[[ Excerpt provided, beginning ]]

Update: Yemini Officials arrest 22-year-old University engineering student on suspicion of mailing two bombs to synagogues

Top U.S. security official warns on more mail bombs

October 31, 2010

(JTA) — More mail bombs like those that were mailed to synagogues in Chicago may be out there, a top U.S. security official told news shows.

John Brennan, the deputy national security adviser, said on the Sunday morning programs that there might be more mail bombs like the two discovered last Friday. He added that the potential attacks are characteristic of al-Qaida in the Arabian Peninsula.

“They are a dangerous group. They are a determined group. They are still at war with us and we are very much at war with them,” Brennan told “Meet the Press.” “They are going to try to identify vulnerabilities that might exist in the system.”

On Saturday, security forces in Yemen arrested a Sana’a University engineering student,  22-year-old Hanan Al-Samawi, suspected of mailing two bombs to the synagogues. Samawi’s mother, 45, also was arrested, according to reports.

President Obama said last Friday in a televised news conference that the packages headed for the United States constituted a “credible terrorist threat” and had been addressed to Jewish organizations in the Chicago area.

One of the reported targets was Congregation Or Chadash, which serves gay, lesbian, bisexual and transgender Jews, and shares space with Emanuel Congregation, a Reform temple, in a building along Chicago’s lakefront, according to the Chicago Tribune.

[[ Excerpt provided, end ]]
[[ Information supplied, beginning ]]

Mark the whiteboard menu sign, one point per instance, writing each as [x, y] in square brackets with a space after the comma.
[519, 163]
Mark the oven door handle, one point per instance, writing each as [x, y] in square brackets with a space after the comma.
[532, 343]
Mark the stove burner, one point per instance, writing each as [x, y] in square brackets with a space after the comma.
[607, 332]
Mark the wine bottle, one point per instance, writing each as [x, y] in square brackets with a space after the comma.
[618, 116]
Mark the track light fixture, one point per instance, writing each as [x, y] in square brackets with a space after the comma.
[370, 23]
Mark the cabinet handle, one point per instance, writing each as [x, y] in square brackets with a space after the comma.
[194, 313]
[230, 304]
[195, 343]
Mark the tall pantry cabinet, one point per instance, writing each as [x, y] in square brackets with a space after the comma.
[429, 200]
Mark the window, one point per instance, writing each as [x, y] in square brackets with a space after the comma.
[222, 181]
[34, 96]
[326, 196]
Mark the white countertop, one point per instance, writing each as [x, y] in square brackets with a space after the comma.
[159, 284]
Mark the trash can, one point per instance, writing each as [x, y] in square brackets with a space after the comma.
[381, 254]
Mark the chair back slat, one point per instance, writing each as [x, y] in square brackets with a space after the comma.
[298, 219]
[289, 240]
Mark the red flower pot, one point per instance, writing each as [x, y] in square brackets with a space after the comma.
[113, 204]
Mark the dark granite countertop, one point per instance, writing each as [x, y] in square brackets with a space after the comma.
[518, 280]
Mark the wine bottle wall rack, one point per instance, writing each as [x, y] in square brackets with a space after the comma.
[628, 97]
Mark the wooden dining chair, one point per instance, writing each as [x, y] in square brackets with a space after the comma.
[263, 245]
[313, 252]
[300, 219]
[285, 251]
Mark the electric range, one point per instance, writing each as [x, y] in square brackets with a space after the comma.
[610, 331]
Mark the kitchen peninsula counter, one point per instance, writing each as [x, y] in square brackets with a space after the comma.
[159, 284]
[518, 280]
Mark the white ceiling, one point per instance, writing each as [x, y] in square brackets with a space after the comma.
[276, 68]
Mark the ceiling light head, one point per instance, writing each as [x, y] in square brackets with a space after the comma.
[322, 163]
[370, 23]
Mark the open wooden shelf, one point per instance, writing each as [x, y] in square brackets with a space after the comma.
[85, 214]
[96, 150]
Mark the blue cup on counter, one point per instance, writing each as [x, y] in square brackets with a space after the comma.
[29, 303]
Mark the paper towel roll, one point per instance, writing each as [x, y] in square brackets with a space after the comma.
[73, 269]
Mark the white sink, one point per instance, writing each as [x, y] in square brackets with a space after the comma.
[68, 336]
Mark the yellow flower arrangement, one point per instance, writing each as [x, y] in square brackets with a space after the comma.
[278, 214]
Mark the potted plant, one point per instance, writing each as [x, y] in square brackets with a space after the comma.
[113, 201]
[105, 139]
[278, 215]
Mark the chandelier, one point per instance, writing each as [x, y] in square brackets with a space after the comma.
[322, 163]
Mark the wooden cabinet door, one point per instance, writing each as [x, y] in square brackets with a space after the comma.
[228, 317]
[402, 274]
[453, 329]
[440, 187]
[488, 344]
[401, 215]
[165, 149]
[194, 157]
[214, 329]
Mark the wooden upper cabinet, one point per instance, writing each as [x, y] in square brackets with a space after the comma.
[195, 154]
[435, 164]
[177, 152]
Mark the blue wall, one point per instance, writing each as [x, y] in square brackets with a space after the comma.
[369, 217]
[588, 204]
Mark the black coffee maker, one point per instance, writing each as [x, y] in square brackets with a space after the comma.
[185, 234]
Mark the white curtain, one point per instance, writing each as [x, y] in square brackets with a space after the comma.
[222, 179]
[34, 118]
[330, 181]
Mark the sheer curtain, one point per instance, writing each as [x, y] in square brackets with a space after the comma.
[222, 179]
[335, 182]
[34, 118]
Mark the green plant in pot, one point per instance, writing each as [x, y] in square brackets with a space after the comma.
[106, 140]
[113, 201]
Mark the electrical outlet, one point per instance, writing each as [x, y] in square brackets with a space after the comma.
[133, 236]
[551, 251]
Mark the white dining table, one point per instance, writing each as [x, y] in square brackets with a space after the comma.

[[ Information supplied, end ]]

[Exercise instructions]
(1) In the mail bomb report, which school did the arrested student attend?
(2) From the mail bomb report, print the passage beginning at the words "Top U.S. security official warns" and stopping after the words "the Arabian Peninsula.".

[Results for each task]
(1) Sana'a University

(2)
Top U.S. security official warns on more mail bombs

October 31, 2010

(JTA) — More mail bombs like those that were mailed to synagogues in Chicago may be out there, a top U.S. security official told news shows.

John Brennan, the deputy national security adviser, said on the Sunday morning programs that there might be more mail bombs like the two discovered last Friday. He added that the potential attacks are characteristic of al-Qaida in the Arabian Peninsula.